[START]

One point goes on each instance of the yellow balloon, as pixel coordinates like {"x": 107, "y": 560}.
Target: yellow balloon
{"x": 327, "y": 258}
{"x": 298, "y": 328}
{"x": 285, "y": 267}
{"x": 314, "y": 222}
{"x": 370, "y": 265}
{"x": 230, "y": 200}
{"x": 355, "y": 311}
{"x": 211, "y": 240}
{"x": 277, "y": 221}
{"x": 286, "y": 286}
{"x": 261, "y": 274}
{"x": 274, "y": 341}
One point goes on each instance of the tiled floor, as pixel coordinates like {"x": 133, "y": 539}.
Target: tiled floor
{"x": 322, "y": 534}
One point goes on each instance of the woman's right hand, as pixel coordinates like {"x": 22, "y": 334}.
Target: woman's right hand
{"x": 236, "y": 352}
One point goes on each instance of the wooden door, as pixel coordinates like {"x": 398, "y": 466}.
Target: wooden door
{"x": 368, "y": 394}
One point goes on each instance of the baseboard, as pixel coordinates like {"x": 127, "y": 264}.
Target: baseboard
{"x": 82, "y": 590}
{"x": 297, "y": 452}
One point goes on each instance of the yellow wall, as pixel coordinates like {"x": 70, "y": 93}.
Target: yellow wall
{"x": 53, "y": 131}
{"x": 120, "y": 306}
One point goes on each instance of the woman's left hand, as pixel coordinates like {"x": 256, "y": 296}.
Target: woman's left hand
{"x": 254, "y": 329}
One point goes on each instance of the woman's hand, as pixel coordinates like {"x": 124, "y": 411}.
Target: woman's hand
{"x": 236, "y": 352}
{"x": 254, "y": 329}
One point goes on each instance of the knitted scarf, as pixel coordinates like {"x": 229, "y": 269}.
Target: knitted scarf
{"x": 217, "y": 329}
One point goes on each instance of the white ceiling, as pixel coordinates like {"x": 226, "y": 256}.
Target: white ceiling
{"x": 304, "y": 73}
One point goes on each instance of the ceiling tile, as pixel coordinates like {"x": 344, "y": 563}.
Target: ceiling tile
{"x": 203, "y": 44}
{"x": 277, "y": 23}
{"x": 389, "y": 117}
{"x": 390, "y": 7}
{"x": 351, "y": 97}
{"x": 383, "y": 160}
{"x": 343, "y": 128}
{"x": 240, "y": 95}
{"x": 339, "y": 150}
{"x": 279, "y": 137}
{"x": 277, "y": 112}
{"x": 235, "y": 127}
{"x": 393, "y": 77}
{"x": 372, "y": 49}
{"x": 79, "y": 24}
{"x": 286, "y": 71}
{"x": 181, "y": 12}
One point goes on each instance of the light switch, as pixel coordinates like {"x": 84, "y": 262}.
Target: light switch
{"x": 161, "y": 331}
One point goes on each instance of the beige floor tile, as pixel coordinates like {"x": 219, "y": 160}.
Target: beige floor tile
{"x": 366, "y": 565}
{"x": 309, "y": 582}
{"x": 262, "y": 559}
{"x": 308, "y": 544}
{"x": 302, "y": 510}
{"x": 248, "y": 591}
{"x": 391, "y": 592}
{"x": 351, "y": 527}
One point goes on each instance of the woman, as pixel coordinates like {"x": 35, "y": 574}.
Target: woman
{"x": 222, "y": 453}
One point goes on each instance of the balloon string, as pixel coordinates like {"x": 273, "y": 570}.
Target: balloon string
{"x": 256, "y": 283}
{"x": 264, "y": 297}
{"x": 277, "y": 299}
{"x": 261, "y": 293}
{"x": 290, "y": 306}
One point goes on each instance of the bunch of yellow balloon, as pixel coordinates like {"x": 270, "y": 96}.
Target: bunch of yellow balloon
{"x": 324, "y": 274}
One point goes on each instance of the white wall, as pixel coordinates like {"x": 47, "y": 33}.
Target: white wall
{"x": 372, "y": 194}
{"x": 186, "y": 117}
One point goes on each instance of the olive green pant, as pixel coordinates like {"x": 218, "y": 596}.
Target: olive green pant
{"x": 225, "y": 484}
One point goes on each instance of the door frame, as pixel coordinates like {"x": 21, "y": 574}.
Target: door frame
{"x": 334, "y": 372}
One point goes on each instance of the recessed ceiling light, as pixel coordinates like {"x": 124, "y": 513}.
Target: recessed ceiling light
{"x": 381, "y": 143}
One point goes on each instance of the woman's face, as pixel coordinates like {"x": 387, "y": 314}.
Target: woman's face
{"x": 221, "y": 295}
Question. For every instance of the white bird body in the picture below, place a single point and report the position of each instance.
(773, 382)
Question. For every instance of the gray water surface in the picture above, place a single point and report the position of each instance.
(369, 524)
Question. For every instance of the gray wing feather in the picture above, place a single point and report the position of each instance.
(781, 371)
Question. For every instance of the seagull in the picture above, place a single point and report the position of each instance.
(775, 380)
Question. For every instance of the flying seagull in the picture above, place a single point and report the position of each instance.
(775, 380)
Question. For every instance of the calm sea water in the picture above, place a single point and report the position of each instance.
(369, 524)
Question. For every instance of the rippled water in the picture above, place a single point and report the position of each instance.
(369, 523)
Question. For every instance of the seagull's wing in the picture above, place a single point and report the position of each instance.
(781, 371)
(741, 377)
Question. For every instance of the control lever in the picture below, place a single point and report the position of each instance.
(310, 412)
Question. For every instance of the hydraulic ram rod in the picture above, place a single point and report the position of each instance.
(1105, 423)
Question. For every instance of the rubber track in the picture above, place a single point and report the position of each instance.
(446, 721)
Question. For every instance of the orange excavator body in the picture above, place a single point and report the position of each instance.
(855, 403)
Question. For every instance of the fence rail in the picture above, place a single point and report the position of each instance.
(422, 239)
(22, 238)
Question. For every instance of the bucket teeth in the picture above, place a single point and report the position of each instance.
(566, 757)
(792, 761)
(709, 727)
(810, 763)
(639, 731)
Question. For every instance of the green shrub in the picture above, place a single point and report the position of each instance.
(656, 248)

[END]

## Problem description
Print every one of the rows above again, word for word and in the same order, with nothing changed or left out.

## Output of the task
One point goes on each instance of the yellow balloon, as pixel coordinates like {"x": 107, "y": 560}.
Target: yellow balloon
{"x": 327, "y": 258}
{"x": 298, "y": 328}
{"x": 285, "y": 267}
{"x": 314, "y": 222}
{"x": 370, "y": 265}
{"x": 230, "y": 200}
{"x": 355, "y": 311}
{"x": 211, "y": 240}
{"x": 277, "y": 221}
{"x": 286, "y": 286}
{"x": 261, "y": 274}
{"x": 274, "y": 341}
One point goes on each instance of the tiled floor, as pixel coordinates like {"x": 133, "y": 539}.
Target: tiled floor
{"x": 322, "y": 534}
One point goes on each instance of the woman's right hand, as pixel coordinates like {"x": 22, "y": 334}.
Target: woman's right hand
{"x": 236, "y": 352}
One point goes on each instance of the wooden door, as pixel coordinates like {"x": 398, "y": 466}.
Target: wooden door
{"x": 368, "y": 394}
One point goes on each instance of the baseboard, as pixel coordinates like {"x": 127, "y": 264}.
Target: baseboard
{"x": 82, "y": 590}
{"x": 297, "y": 452}
One point goes on each instance of the yellow wall, as pixel coordinates like {"x": 70, "y": 93}.
Target: yellow wall
{"x": 53, "y": 131}
{"x": 120, "y": 306}
One point goes on each instance of the woman's left hand, as pixel coordinates like {"x": 256, "y": 296}.
Target: woman's left hand
{"x": 254, "y": 329}
One point goes on each instance of the woman's hand, as pixel coordinates like {"x": 124, "y": 411}.
Target: woman's hand
{"x": 236, "y": 352}
{"x": 254, "y": 329}
One point goes on each instance of the knitted scarf, as pixel coordinates like {"x": 229, "y": 269}.
Target: knitted scarf
{"x": 217, "y": 329}
One point goes on each instance of the white ceiling, as pixel coordinates like {"x": 226, "y": 256}.
Target: white ceiling
{"x": 304, "y": 73}
One point goes on each instance of the ceiling tile, as pixel coordinates like {"x": 344, "y": 563}.
Target: ceiling tile
{"x": 203, "y": 44}
{"x": 277, "y": 23}
{"x": 389, "y": 117}
{"x": 390, "y": 7}
{"x": 351, "y": 97}
{"x": 383, "y": 160}
{"x": 343, "y": 128}
{"x": 240, "y": 95}
{"x": 339, "y": 150}
{"x": 279, "y": 137}
{"x": 277, "y": 112}
{"x": 235, "y": 127}
{"x": 393, "y": 77}
{"x": 372, "y": 49}
{"x": 79, "y": 24}
{"x": 286, "y": 71}
{"x": 181, "y": 12}
One point goes on each instance of the light switch, as pixel coordinates like {"x": 84, "y": 262}.
Target: light switch
{"x": 161, "y": 331}
One point goes on each instance of the beige floor tile, as pixel coordinates like {"x": 219, "y": 160}.
Target: beige floor tile
{"x": 366, "y": 565}
{"x": 309, "y": 582}
{"x": 262, "y": 559}
{"x": 308, "y": 544}
{"x": 302, "y": 510}
{"x": 248, "y": 591}
{"x": 391, "y": 592}
{"x": 351, "y": 527}
One point goes on each instance of the woman, as pixel coordinates like {"x": 35, "y": 574}.
Target: woman
{"x": 222, "y": 453}
One point goes on each instance of the balloon string, as pixel coordinates like {"x": 273, "y": 570}.
Target: balloon string
{"x": 256, "y": 283}
{"x": 264, "y": 297}
{"x": 277, "y": 299}
{"x": 261, "y": 293}
{"x": 290, "y": 306}
One point goes on each instance of the bunch of yellow balloon, as pixel coordinates like {"x": 270, "y": 96}.
Target: bunch of yellow balloon
{"x": 324, "y": 274}
One point goes on each instance of the white wall, as pixel coordinates like {"x": 47, "y": 33}.
Target: white wall
{"x": 372, "y": 194}
{"x": 186, "y": 117}
One point goes on each instance of the olive green pant, as pixel coordinates like {"x": 218, "y": 596}.
Target: olive green pant
{"x": 225, "y": 484}
One point goes on each instance of the door frame, as pixel coordinates like {"x": 21, "y": 574}.
Target: door frame
{"x": 334, "y": 372}
One point goes on each instance of the recessed ceiling light, as pixel coordinates like {"x": 124, "y": 513}.
Target: recessed ceiling light
{"x": 381, "y": 143}
One point goes on each instance of the woman's face, as pixel coordinates like {"x": 387, "y": 314}.
Target: woman's face
{"x": 221, "y": 295}
Question. For every instance of the white bird body in the picture below, place a single point and report the position of each instance.
(773, 382)
Question. For every instance of the gray water surface in the picture above, place a single point and report the position of each instance.
(369, 524)
Question. For every instance of the gray wing feather in the picture above, place a single point and report the position of each instance.
(781, 371)
Question. For every instance of the seagull in the picture above, place a single point and report the position of each instance.
(775, 380)
Question. For every instance of the flying seagull in the picture above, place a single point and report the position of each instance.
(775, 380)
Question. For every instance of the calm sea water in the picture above, place a single point and report the position of each instance.
(369, 524)
Question. For every instance of the rippled water in the picture above, place a single point and report the position of each instance.
(369, 523)
Question. For every instance of the seagull's wing in the picture above, place a single point and report the position of each instance.
(781, 371)
(741, 377)
Question. For every instance of the control lever in the picture below, place a single point and report the position of each instance.
(310, 412)
Question. For every instance of the hydraulic ram rod in the picture above, place a single point and report the position of each instance.
(1105, 423)
Question. For every instance of the rubber track in the picture above, place a single point and report the position of each instance.
(446, 721)
Question. For every instance of the orange excavator body in the picture above, place a single point and report the position of each instance.
(855, 403)
Question. For every instance of the fence rail in the picture above, place a single point and report the position of each instance.
(422, 239)
(22, 238)
Question. For every instance of the bucket teeth in the picture above, place a single point and report the position of each instance.
(566, 757)
(792, 761)
(709, 727)
(810, 763)
(639, 731)
Question. For every instance of the green shrub in the picture above, place a single point and report the position of each instance.
(656, 248)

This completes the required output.